● Task goal
Present every line of the rows below as a Markdown table with two columns, "No." for the line number and "Text" for the line, skipping blank lines. Leave the pictures out.

● Records supplied

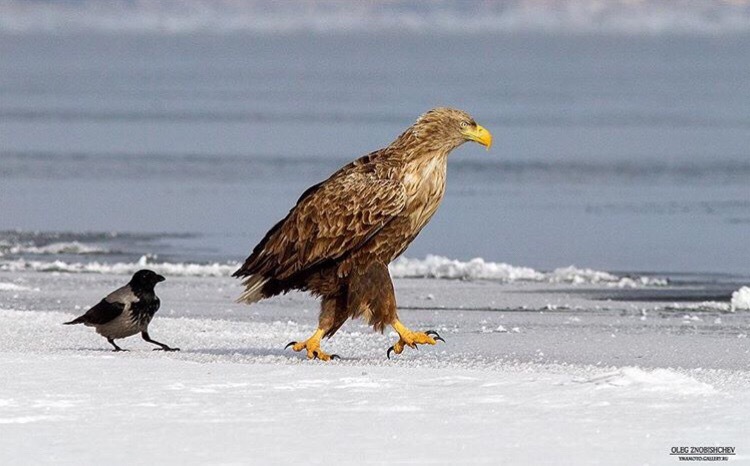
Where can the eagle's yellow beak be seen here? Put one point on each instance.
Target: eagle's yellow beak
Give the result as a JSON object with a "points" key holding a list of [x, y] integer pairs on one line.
{"points": [[480, 135]]}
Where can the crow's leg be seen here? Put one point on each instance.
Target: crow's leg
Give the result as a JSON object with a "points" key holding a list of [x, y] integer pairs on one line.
{"points": [[117, 348], [164, 347]]}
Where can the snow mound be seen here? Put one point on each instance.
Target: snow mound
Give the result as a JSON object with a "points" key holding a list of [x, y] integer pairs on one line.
{"points": [[431, 267], [12, 287], [656, 380], [741, 299], [478, 269], [68, 247], [179, 269]]}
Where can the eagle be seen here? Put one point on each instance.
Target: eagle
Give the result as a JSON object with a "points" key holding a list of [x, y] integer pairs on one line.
{"points": [[339, 238]]}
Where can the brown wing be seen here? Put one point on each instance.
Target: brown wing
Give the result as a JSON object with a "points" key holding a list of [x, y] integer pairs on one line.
{"points": [[330, 220]]}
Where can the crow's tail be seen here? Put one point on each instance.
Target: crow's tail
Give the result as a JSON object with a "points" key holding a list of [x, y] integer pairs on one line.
{"points": [[79, 320]]}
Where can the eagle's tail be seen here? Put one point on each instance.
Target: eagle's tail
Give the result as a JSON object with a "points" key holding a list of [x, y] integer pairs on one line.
{"points": [[253, 289]]}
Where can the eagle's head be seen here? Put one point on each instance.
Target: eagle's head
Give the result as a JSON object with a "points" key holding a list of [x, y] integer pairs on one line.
{"points": [[447, 128]]}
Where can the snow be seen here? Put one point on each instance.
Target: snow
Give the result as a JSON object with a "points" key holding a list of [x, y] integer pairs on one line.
{"points": [[63, 247], [582, 384], [741, 299], [430, 267], [12, 287]]}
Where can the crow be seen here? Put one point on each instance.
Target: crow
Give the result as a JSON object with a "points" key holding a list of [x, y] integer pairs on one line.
{"points": [[126, 311]]}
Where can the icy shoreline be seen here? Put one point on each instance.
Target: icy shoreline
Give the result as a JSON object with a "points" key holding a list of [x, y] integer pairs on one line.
{"points": [[560, 375], [432, 266]]}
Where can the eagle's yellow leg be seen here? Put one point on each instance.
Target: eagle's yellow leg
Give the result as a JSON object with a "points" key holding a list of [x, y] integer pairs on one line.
{"points": [[411, 339], [312, 345]]}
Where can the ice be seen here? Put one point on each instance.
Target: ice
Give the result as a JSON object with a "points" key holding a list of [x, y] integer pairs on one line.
{"points": [[12, 287], [568, 16], [550, 383], [434, 266], [66, 247], [431, 267]]}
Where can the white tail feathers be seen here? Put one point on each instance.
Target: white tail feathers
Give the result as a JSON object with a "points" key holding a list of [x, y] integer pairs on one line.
{"points": [[253, 289]]}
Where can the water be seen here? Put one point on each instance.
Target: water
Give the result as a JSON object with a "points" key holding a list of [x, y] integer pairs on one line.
{"points": [[614, 152]]}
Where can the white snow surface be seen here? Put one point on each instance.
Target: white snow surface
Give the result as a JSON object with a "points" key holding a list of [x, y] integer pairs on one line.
{"points": [[431, 266], [579, 385], [741, 299]]}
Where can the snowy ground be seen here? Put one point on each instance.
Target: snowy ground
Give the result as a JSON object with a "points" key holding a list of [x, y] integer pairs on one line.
{"points": [[533, 373]]}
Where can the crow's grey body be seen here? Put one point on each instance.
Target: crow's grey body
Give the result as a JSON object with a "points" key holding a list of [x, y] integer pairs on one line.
{"points": [[126, 311]]}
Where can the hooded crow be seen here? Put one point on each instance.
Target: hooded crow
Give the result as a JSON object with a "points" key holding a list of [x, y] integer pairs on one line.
{"points": [[126, 311]]}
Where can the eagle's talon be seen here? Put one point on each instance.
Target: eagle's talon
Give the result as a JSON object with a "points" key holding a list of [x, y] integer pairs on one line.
{"points": [[436, 336]]}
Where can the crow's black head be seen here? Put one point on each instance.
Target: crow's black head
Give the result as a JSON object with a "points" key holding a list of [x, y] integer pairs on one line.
{"points": [[145, 279]]}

● Response below
| No. | Text |
|---|---|
| 1 | Where can the eagle's yellow beak be seen here? Put one point on each instance. |
| 2 | Target: eagle's yellow beak |
| 3 | Give the result as a JSON object with a "points" key holding a list of [x, y] integer pairs on one line. |
| 4 | {"points": [[480, 135]]} |
| 5 | Where can the crow's leg be seen here? Put one point on each instance. |
| 6 | Target: crow's leg |
| 7 | Give the result as a JSON object with a "points" key holding a list of [x, y] integer pairs on one line. |
| 8 | {"points": [[117, 348], [164, 347]]} |
| 9 | Where can the snow mound be seen here? Put one point on each instance. |
| 10 | Target: snow mound |
| 11 | Give the result as a JSON object with a "points" key holding a list of [x, y] integer pairs on one line. |
| 12 | {"points": [[431, 267], [12, 287], [656, 380], [741, 299], [478, 269], [68, 247], [179, 269]]} |
| 13 | Where can the eagle be seen here? Put one point on each instance. |
| 14 | Target: eagle |
| 15 | Give the result as a JSON object with a "points" key holding a list of [x, y] integer pairs on one line. |
| 16 | {"points": [[339, 238]]} |
| 17 | Where can the brown wing be seen here? Put one point on each instance. |
| 18 | Target: brown wing |
| 19 | Give the result as a JSON object with a "points" key holding a list of [x, y] integer pairs on one line. |
| 20 | {"points": [[330, 220]]} |
| 21 | Where can the crow's tail be seen here? Put one point on each instance. |
| 22 | Target: crow's tail |
| 23 | Give the result as a JSON object with a "points" key holding a list of [x, y] integer pairs on one line. |
| 24 | {"points": [[79, 320]]} |
| 25 | Where can the eagle's tail be seen here? Put one point on each instance. |
| 26 | Target: eagle's tail |
| 27 | Give the result as a JSON object with a "points" key holding a list of [x, y] integer pairs on one line. |
| 28 | {"points": [[253, 289]]} |
| 29 | Where can the eagle's head be seen here? Put one point on each instance. |
| 30 | Target: eagle's head |
| 31 | Give the result as a JSON object with a "points" key holding a list of [x, y] integer pairs on one line. |
| 32 | {"points": [[447, 128]]} |
| 33 | Where can the snow be seen here? Put one point on each instance. |
| 34 | Target: snow |
| 35 | Give the result as a JSON object with a "points" key holding a list of [x, y] integer pairs on one line. |
| 36 | {"points": [[63, 247], [582, 384], [741, 299], [430, 267], [12, 287]]} |
| 37 | Where can the crow be seen here? Put one point on each instance. |
| 38 | Target: crow |
| 39 | Give the result as a JSON object with a "points" key holding a list of [x, y] integer pairs on one line. |
| 40 | {"points": [[126, 311]]} |
| 41 | Where can the icy shoreline be seen here? Put one point on each instance. |
| 42 | Target: icy shoreline |
| 43 | Give the result as a JSON object with a "points" key holding a list of [x, y] integer pairs on one line. |
| 44 | {"points": [[560, 375], [432, 266]]} |
| 45 | Where can the eagle's yellow leg be seen here? Put one point on each instance. |
| 46 | Target: eagle's yellow leg |
| 47 | Give the result as a JSON object with a "points" key holding a list of [x, y] integer pairs on one line. |
| 48 | {"points": [[411, 339], [312, 345]]} |
| 49 | Where can the ice be seen here? Put one point on each instance. |
| 50 | Target: ice |
| 51 | Give the result as a JSON object with a "points" key holding a list of [x, y] integer pairs on one line. |
| 52 | {"points": [[12, 287], [568, 16], [550, 383], [434, 266], [66, 247], [431, 267]]} |
| 53 | Where can the white tail feathers be seen here? Put one point on each instance. |
| 54 | Target: white tail feathers |
| 55 | Give the result as a JSON object with a "points" key holding a list of [x, y] integer pairs on one line. |
| 56 | {"points": [[253, 289]]} |
| 57 | Where can the water be seen here? Put one point on each instance. |
| 58 | Target: water |
| 59 | Give the result as a JSON object with a "points" key holding a list of [x, y] integer pairs on one line. |
| 60 | {"points": [[614, 152]]} |
| 61 | Where can the white snow surface be seen here? Put one point on each instance. |
| 62 | Target: white snow surface |
| 63 | Give the result as a JSON object with a "points" key holding a list of [x, y] integer pairs on one line. |
| 64 | {"points": [[431, 266], [579, 385], [741, 299]]} |
| 65 | Where can the snowy ground be seen here? Put one point on each instance. |
| 66 | Target: snowy ground |
| 67 | Give the result as a JSON object with a "points" key holding a list of [x, y] integer pairs on one line. |
| 68 | {"points": [[533, 373]]} |
| 69 | Where can the crow's grey body be seen here? Put one point on each instance. |
| 70 | Target: crow's grey body |
| 71 | Give the result as a JSON object with a "points" key holding a list of [x, y] integer pairs on one line. |
| 72 | {"points": [[126, 311]]} |
| 73 | Where can the hooded crow be seen here? Put one point on each instance. |
| 74 | Target: hooded crow |
| 75 | Give the result as a JSON object with a "points" key holding a list of [x, y] integer pairs on one line. |
| 76 | {"points": [[126, 311]]} |
| 77 | Where can the eagle's talon be seen here? Put one point on each instance. |
| 78 | Target: eagle's talon |
| 79 | Give the result as a JSON object with a "points" key holding a list of [x, y] integer pairs on one line. |
| 80 | {"points": [[436, 336]]} |
| 81 | Where can the crow's black head be seen here? Put one point on each instance. |
| 82 | Target: crow's black head |
| 83 | Give the result as a JSON object with a "points" key holding a list of [x, y] integer pairs on one line. |
| 84 | {"points": [[145, 279]]} |